Whenever a line in the entries below contains the string "pink", copy that line.

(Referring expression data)
/---

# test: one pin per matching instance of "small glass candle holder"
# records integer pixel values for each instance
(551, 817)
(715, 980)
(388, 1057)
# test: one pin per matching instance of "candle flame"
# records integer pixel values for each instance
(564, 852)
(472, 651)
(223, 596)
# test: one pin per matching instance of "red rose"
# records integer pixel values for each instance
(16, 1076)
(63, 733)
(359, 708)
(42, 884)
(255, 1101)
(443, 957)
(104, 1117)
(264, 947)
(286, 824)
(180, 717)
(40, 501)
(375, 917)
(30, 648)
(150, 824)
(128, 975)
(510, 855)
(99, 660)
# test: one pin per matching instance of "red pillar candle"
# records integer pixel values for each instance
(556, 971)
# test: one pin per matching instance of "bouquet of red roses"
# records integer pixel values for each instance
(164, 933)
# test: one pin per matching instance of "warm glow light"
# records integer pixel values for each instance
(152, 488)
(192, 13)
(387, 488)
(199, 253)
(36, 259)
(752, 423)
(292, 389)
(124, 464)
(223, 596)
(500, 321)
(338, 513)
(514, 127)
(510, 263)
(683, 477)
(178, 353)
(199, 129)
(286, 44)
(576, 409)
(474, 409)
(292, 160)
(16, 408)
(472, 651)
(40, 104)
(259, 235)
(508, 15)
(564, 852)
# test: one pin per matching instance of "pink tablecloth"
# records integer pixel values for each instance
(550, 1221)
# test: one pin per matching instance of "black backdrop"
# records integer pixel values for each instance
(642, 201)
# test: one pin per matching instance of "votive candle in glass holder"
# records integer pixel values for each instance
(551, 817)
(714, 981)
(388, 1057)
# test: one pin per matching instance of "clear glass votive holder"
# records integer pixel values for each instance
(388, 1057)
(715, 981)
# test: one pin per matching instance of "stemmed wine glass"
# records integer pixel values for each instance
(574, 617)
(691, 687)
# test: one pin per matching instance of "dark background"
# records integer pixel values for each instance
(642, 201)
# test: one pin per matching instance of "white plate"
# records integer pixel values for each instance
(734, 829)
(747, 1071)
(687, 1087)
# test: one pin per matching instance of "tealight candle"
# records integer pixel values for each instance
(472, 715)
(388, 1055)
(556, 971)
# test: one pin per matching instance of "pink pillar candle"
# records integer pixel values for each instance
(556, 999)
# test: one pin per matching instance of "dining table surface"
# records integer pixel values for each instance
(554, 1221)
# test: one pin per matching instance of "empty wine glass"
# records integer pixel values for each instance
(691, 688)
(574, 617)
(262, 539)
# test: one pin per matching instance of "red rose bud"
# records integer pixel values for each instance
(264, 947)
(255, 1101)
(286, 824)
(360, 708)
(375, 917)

\---

=== ANSWER SECTION ===
# test: one pin per matching instance of "pink tablecloth"
# test: one pin per matching instance of "pink pillar candle"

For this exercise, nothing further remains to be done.